§ **Texto fornecido**

◆ ◆ ◆ ◆ ◆ ◆ ◆

Catherine David - Esse é um longo debate, que tive inclusive no Brasil, mas penso que a obra de Oiticica, assim como a de Broodthaers, está agora em um processo de historicização. Temo, às vezes, por certos usos da obra em um momento que não é mais o seu.
Eu acredito que, efetivamente, sobretudo pela forma como está articulado nesta Documenta, com maquetes, parangolés, bólides e penetráveis, o trabalho de Oiticica produz uma articulação de sentidos suficiente neste momento.
Os parangolés são ainda muito frágeis e devem ser conservados, eu diria ainda a qualquer preço. Eu nem falo da extrema diferença entre utilizar um parangolé no Brasil e na Alemanha.
Aqui seria quase um "guignol". Eu não amo de forma alguma o "guignol". Acredito que toda exposição é um trabalho de interpretação e procuramos colocar nesta Documenta o trabalho de Oiticica no lugar justo. Parece-me que qualquer outro método mais imediato não seria uma maneira de tratamento justa dessas obras.
Folha - Por que você deu uma importância tão grande a obras em que a percepção ou a intenção corporal é predominante?
David - Não acredito que seja a característica dominante da mostra, mas realmente existem peças fortemente articuladas em torno da percepção em níveis muito diferentes. Isso serve para Oiticica, Lygia Clark e mesmo artistas europeus, como Ulrike Grossarth.
Folha - Muitos trabalhos ainda, como as performances, pedem outros tipos de percepção, que não só o olhar. Você acredita que a visão se tornou uma forma de percepção banal, redundante e óbvia?
David - Não, eu penso que há muitas obras nesta exposição que precisam ser olhadas, a começar pela grande representação da fotografia, mas também tenho a impressão de que vivemos naquele momento em que o visual predomina em estratégias publicitárias, televisão etc., mas não é necessariamente o meio mais importante na experiência intelectual.
Acredito que estamos naquele momento que Godard chamou de "a derrota do visual" e que muitas obras nesta Documenta requerem ainda uma experiência do tempo e da situação. De qualquer forma, o que realmente você não vai encontrar nessa é o objeto fetiche.
Folha - Existe também a quase ausência do sexo. Você acredita que o sexo perdeu sua importância depois de sua discussão exaustiva, via Aids, nos anos 80?
David - Acho que a Aids foi muito mais uma questão de comportamento sexual do que uma discussão de sexualidade.
Não estamos mais em um momento de sexualização primária e estamos bem assim.
Folha - O que a Documenta tem que as outras não têm e que a torna a mais importante mostra de arte contemporânea do mundo?
David - Isso vem de sua história, que desde 1955 a torna uma das mais aguardadas, mas, infelizmente, nos últimos tempos, a Documenta se tornou uma grande exposição como qualquer outra.
Nós tentamos assumir as contradições dessa grande máquina que é a Documenta, trabalhando muito e com muita liberdade. Não tentamos ser sistematicamente diferentes, mas ir fundo nas discussões propostas.

◆ ◆ ◆ ◆ ◆ ◆ ◆

(Entradas de um conjunto de dados)
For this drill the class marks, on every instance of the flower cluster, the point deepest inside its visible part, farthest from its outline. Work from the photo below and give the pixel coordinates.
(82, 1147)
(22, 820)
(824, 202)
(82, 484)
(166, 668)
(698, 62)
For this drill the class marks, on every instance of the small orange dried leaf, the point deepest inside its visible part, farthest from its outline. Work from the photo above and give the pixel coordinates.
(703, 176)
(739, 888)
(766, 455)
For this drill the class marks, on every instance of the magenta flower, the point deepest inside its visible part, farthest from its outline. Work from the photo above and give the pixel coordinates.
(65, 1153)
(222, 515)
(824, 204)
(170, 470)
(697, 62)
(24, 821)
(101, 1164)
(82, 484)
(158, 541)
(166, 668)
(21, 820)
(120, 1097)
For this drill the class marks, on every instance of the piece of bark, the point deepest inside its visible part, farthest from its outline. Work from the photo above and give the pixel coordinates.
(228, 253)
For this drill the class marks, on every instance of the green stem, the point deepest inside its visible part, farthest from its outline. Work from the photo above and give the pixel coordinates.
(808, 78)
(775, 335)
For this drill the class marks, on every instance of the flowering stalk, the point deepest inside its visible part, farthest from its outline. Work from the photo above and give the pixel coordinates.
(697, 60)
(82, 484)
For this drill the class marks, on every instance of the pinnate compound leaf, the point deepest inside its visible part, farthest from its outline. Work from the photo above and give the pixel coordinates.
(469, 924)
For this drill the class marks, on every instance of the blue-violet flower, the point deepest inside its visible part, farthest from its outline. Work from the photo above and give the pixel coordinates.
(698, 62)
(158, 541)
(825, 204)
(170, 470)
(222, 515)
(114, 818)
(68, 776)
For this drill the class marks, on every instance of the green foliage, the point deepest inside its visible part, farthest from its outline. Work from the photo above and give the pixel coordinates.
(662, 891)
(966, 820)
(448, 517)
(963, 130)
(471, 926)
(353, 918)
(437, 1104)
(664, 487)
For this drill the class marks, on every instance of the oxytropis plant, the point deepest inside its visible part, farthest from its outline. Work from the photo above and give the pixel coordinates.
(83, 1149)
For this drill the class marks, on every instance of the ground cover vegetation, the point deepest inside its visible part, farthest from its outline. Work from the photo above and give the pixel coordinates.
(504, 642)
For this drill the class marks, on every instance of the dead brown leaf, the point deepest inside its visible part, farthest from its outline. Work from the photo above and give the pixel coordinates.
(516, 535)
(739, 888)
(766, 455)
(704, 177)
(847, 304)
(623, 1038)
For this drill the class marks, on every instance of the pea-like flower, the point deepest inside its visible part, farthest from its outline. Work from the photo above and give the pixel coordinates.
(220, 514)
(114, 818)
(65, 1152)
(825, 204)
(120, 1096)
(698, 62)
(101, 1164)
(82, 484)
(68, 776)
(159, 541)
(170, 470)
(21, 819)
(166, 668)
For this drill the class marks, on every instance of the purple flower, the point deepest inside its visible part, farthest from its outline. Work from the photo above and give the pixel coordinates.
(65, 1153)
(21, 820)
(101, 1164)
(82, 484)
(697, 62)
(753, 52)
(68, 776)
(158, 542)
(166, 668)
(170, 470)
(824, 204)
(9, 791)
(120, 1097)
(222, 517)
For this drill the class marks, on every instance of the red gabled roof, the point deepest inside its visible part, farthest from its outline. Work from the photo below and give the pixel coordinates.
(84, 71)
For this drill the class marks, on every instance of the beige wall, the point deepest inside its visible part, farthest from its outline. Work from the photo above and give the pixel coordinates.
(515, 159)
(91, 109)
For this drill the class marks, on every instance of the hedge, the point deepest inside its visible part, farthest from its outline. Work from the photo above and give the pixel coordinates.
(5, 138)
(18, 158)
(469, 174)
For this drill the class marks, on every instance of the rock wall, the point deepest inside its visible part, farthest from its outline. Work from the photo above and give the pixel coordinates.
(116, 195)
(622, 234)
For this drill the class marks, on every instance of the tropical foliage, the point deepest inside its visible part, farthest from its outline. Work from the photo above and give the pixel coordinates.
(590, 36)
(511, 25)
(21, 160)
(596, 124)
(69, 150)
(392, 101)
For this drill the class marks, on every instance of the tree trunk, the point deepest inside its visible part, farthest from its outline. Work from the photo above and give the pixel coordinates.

◆ ◆ ◆ ◆ ◆ ◆ ◆

§ **Enunciado da tarefa**
Pode reescrever o trecho da entrevista sobre a Documenta que começa nas palavras "Catherine David - Esse" e termina depois de "mais o seu.", atualizando "historicização" para "consagração"?

§ **Resultado da tarefa**
Catherine David - Esse é um longo debate, que tive inclusive no Brasil, mas penso que a obra de Oiticica, assim como a de Broodthaers, está agora em um processo de consagração. Temo, às vezes, por certos usos da obra em um momento que não é mais o seu.